## Required action 1
Reproduce the passage from the orchestra festival article starting with "After a year’s" and going on through "being the second-highest.".
## Required action 2
According to the orchestra festival article, at which school did the Pattonville High School Orchestras perform at their Large Group Festival?

## Exercise text
....

PHS Orchestras Score Outstanding and Exemplary Scores at Large Group Festival


Matthew Jacobi

On Friday, March 4, Symphonic Orchestra directed by Mr. Rueschhoff took home an Exemplary rating after not having large group last year due to the pandemic. Mr. Rueschhoff, as his first year as the PHS Orchestra Director, said he was basically worried about everything. “I’m nothing if not an overthinker so I wanted to perfect every last detail,” he said. “But in the end, it all worked out wonderfully.”

Matthew Jacobi, Editor-in-Chief

After a year’s break due to the pandemic, the Pattonville High School’s Orchestras made their way to the stage and performed at their Large Group Festival at Hazelwood Central High School.

On Friday, March 4, Symphonic Orchestra received an Exemplary score, 1, and Chamber Orchestra received an Outstanding score, 2.

“Both groups did a really nice job of playing musically and made it an enjoyable performance for both themselves and the judges,” Mr. Rueschhoff, PHS orchestra director, said.

An Exemplary score is the highest score any orchestra can receive, with an Outstanding score being the second-highest.

“Overall, I believe they all received the appropriate scores,” Mr. Rueschhoff said. “There were a few slips that usually don’t happen during class, but that is to be expected during any performance.”

One of the judges graded much more harshly than the others,” he added, “but that’s how judging goes a lot of the time – it is very hard to make music objective as there are so many different ways to interpret a piece.”

Talisa Prabhu, junior and cellist in Symphonic Orchestra, was “nervous because I knew we sounded good, but I wasn’t sure if we were good enough to get a 1. However, after we performed, I knew we had put on a great performance.”

Symphonic performed first, playing “The Jig from St. Paul’s Suite” by Gustav Holst, followed by “Passacaglia” by Karl Jenkins, and “Toccata la Rocca from Suite Concertante” by Alfred Reed.

Chamber performed “Elegy for String Orchestra” by Almon C. Bock II, “Molly On The Shore” by Percy Aldridge Grainger, arranged by Sandra Dackow, and “Prelude in G minor Op. 23, No. 5” by Sergei Rachmaninov, arranged by Tanner Otto.

....

## Supplied entries
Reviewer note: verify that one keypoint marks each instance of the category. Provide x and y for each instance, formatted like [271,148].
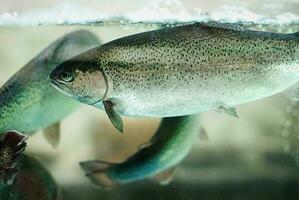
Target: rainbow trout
[33,182]
[169,146]
[28,101]
[181,71]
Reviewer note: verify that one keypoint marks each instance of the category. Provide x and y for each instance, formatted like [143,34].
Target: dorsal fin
[231,26]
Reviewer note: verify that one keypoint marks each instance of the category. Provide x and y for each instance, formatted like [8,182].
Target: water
[254,157]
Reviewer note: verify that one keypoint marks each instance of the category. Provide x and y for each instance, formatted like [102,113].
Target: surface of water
[254,157]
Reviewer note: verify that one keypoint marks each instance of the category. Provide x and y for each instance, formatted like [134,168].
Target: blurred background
[253,157]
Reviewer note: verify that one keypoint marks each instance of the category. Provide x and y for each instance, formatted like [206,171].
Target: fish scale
[28,101]
[182,70]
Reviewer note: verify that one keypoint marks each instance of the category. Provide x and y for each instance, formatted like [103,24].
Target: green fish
[33,182]
[158,158]
[181,71]
[28,101]
[12,146]
[22,177]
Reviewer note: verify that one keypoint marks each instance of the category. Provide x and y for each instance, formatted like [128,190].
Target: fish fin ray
[52,134]
[231,111]
[165,177]
[95,165]
[102,180]
[114,117]
[231,26]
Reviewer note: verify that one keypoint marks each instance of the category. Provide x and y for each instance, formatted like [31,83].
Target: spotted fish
[156,159]
[181,71]
[28,101]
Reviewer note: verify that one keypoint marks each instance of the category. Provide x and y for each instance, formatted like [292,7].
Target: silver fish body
[169,146]
[27,100]
[183,70]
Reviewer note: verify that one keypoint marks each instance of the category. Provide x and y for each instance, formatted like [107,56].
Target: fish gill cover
[35,12]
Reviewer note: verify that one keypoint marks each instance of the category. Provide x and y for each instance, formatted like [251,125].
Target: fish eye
[67,76]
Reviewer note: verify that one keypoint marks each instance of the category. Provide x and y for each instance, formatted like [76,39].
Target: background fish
[169,146]
[11,153]
[27,100]
[181,71]
[33,182]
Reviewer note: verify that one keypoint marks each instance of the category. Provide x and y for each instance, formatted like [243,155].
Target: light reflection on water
[257,154]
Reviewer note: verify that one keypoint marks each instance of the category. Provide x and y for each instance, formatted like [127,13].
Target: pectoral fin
[202,135]
[11,152]
[113,116]
[95,171]
[165,177]
[227,110]
[52,134]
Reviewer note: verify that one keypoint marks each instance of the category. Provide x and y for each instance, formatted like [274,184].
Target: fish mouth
[59,86]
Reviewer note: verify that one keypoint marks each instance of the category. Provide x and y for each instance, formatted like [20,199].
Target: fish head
[80,80]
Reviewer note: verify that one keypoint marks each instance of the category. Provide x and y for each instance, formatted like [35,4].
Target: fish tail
[96,171]
[11,153]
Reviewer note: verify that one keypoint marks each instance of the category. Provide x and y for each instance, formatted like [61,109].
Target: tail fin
[96,172]
[11,149]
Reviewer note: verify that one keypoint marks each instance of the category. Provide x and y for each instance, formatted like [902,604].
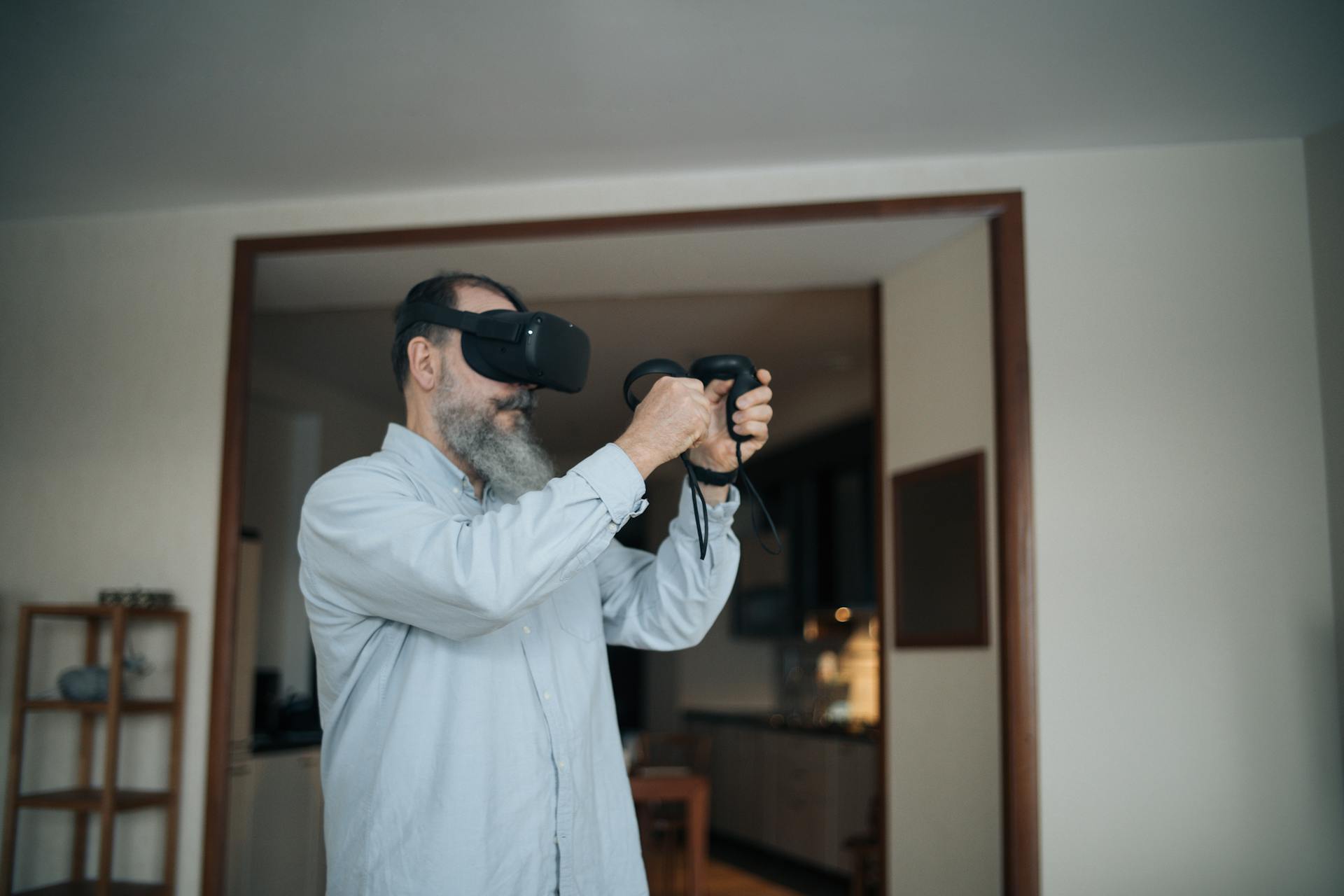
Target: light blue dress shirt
[470,729]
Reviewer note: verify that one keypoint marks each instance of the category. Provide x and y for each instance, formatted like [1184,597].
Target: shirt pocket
[578,606]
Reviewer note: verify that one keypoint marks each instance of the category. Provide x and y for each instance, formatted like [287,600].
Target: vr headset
[512,347]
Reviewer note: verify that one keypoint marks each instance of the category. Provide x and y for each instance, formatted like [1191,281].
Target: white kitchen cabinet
[276,825]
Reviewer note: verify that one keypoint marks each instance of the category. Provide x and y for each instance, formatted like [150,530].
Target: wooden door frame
[1012,441]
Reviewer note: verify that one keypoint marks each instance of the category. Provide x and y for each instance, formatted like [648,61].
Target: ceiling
[113,106]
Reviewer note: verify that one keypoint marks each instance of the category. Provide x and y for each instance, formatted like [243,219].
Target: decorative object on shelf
[90,682]
[942,597]
[136,597]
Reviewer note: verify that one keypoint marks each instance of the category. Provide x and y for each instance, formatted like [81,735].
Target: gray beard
[511,461]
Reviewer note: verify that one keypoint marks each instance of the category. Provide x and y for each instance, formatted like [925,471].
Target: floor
[721,880]
[736,869]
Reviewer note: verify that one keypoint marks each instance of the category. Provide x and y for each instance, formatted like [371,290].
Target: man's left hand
[718,450]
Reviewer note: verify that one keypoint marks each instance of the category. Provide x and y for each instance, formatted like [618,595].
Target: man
[461,599]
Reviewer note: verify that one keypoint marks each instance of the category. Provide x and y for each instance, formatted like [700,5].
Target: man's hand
[718,450]
[672,416]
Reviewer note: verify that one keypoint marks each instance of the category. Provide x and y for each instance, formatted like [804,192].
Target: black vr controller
[714,367]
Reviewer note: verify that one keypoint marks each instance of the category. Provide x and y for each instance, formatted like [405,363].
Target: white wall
[1326,198]
[281,464]
[298,429]
[1189,727]
[942,704]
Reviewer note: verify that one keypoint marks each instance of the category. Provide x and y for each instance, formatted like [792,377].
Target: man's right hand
[672,418]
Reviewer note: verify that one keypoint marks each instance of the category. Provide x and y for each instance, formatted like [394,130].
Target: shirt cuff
[610,472]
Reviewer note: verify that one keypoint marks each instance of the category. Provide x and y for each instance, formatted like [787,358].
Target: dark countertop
[283,741]
[790,723]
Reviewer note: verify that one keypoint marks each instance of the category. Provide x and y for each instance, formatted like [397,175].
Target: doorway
[1002,211]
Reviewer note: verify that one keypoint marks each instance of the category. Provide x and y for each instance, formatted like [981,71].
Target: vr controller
[714,367]
[550,352]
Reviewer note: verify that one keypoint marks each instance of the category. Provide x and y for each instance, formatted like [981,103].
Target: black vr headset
[511,347]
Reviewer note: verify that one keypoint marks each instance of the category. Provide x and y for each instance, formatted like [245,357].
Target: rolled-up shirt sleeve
[372,545]
[670,599]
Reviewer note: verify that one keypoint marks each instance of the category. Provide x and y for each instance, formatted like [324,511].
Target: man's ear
[425,362]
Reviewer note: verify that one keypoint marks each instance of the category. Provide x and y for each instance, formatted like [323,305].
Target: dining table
[679,785]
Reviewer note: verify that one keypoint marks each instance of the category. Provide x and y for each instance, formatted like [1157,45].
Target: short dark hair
[440,290]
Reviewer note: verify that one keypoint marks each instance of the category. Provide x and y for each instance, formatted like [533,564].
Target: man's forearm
[714,495]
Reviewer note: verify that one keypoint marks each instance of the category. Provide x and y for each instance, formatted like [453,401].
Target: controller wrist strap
[715,477]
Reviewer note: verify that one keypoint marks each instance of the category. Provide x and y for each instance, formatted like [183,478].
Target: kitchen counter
[286,741]
[792,723]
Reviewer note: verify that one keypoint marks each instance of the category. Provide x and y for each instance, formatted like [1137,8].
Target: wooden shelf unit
[84,798]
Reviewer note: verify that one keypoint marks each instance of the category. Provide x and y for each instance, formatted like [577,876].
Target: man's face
[488,424]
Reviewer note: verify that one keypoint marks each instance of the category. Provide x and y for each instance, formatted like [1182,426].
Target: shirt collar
[425,456]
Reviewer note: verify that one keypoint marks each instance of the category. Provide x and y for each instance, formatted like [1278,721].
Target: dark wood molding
[1016,552]
[1014,466]
[974,461]
[879,573]
[226,575]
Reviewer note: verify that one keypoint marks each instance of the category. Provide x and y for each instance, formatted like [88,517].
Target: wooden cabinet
[797,794]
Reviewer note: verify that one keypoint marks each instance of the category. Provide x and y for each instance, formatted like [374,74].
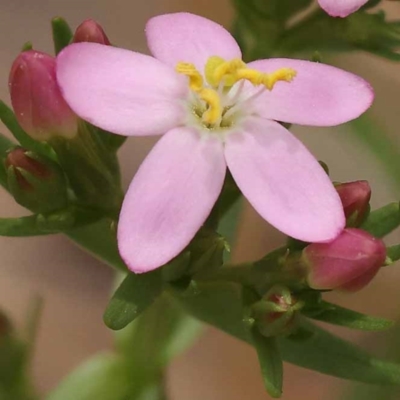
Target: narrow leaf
[5,145]
[62,33]
[103,377]
[220,304]
[337,315]
[8,118]
[23,226]
[271,363]
[133,296]
[382,221]
[331,355]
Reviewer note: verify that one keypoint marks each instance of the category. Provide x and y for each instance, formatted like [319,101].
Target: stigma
[213,104]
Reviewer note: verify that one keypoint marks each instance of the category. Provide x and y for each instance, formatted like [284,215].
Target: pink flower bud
[347,263]
[36,98]
[355,198]
[90,31]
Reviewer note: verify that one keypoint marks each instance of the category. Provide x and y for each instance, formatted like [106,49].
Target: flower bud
[90,31]
[347,263]
[36,183]
[275,314]
[36,98]
[355,198]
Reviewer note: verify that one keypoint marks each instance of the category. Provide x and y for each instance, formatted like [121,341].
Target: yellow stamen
[218,70]
[195,78]
[266,79]
[213,114]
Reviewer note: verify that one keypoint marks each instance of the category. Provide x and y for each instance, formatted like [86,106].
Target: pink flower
[223,118]
[348,263]
[355,197]
[36,98]
[341,8]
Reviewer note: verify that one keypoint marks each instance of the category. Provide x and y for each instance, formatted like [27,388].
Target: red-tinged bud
[355,198]
[347,263]
[36,98]
[90,31]
[275,314]
[36,183]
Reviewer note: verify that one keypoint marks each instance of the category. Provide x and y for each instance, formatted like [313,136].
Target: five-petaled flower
[215,112]
[341,8]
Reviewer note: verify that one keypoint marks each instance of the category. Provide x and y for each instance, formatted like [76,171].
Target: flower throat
[211,107]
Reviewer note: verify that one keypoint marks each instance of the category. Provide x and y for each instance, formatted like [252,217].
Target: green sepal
[270,360]
[62,33]
[382,221]
[133,296]
[45,224]
[336,315]
[393,253]
[220,304]
[39,194]
[8,118]
[5,145]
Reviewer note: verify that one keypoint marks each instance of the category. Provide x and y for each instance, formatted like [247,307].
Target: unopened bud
[36,183]
[36,98]
[355,198]
[275,314]
[90,31]
[347,263]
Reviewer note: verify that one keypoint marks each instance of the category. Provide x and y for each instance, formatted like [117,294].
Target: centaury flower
[341,8]
[215,112]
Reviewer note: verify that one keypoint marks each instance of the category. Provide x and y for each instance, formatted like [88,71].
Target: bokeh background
[76,287]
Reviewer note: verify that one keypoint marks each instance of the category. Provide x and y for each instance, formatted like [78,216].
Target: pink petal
[169,198]
[119,90]
[341,8]
[284,182]
[319,95]
[184,37]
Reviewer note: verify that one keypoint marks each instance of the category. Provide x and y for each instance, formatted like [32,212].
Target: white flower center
[219,104]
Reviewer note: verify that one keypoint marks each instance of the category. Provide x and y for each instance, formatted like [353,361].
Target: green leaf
[331,355]
[5,145]
[382,221]
[134,295]
[104,377]
[8,118]
[163,331]
[62,33]
[220,305]
[369,133]
[23,226]
[337,315]
[270,360]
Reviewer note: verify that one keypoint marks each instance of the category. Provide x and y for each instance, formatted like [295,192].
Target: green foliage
[62,33]
[382,221]
[8,118]
[133,296]
[334,314]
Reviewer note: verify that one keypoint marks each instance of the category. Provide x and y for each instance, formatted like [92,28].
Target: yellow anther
[266,79]
[218,70]
[195,78]
[282,74]
[213,114]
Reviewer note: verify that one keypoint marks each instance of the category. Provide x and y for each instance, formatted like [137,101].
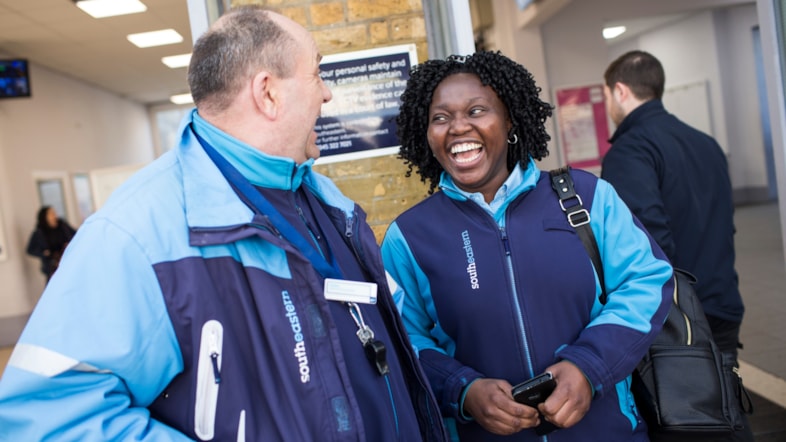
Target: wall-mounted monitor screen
[14,78]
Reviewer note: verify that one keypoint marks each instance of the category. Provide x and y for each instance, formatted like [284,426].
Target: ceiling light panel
[155,38]
[613,32]
[110,8]
[177,61]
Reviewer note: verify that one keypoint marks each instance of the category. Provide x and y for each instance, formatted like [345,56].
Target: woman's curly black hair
[513,84]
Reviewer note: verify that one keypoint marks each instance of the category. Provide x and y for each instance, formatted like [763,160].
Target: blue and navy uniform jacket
[676,181]
[506,289]
[179,313]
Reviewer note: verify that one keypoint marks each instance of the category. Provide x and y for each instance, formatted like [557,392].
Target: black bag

....

## Written reply 1
After a year’s break due to the pandemic, the Pattonville High School’s Orchestras made their way to the stage and performed at their Large Group Festival at Hazelwood Central High School.

On Friday, March 4, Symphonic Orchestra received an Exemplary score, 1, and Chamber Orchestra received an Outstanding score, 2.

“Both groups did a really nice job of playing musically and made it an enjoyable performance for both themselves and the judges,” Mr. Rueschhoff, PHS orchestra director, said.

An Exemplary score is the highest score any orchestra can receive, with an Outstanding score being the second-highest.

## Written reply 2
Hazelwood Central High School